AIM →
In all the items below, switch "single point" to "single dot" and write the lines out again with nothing else altered.
◇ ◇ ◇ ◇
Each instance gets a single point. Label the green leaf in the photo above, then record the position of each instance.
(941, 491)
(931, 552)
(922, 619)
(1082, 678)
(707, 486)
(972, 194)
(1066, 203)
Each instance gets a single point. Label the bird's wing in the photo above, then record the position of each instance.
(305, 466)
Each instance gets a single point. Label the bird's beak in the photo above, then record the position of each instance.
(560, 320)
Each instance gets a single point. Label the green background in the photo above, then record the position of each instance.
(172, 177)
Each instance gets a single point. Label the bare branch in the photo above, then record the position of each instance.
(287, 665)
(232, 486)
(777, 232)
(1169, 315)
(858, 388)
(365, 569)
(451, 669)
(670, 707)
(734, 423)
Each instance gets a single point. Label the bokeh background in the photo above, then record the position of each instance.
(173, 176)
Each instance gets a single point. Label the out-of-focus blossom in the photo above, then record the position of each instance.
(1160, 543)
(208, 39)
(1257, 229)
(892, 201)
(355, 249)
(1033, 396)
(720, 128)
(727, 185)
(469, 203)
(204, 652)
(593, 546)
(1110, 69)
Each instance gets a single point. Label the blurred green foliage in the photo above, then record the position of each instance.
◇ ◇ ◇ ◇
TASK OUTPUT →
Each instance gets a single dot. Label the green leaf in the photo above, then record the position of each instance.
(941, 491)
(931, 552)
(922, 619)
(1082, 678)
(707, 486)
(972, 194)
(1066, 203)
Each instance gets a single dot. Label the bird's wing in the photo above, then record the position of each instance.
(305, 466)
Each instance gets a single dot. Label the bird's beak in the photo above, then record the position of each instance.
(560, 320)
Each instance gets a single dot. Label the green background in the photo above, then record the position of each instance.
(172, 177)
Each instance gets a single dot. Label the bare branch in the photo above, then record the position of each instance.
(287, 665)
(232, 486)
(777, 232)
(1169, 315)
(858, 388)
(365, 569)
(451, 669)
(670, 707)
(734, 423)
Each instance gets a single dot. Label the bokeh background in the photo above, then record the position of each instance.
(173, 176)
Each instance gets a single dot. Label the out-of-focus blossom in the photo above, then record the position of each instance.
(1160, 543)
(208, 39)
(1257, 229)
(892, 201)
(355, 249)
(1033, 396)
(720, 128)
(727, 185)
(469, 203)
(204, 652)
(593, 546)
(1110, 69)
Each instance gets a single dot. Label the blurred green foliage in the photo above, then record the position of each instance.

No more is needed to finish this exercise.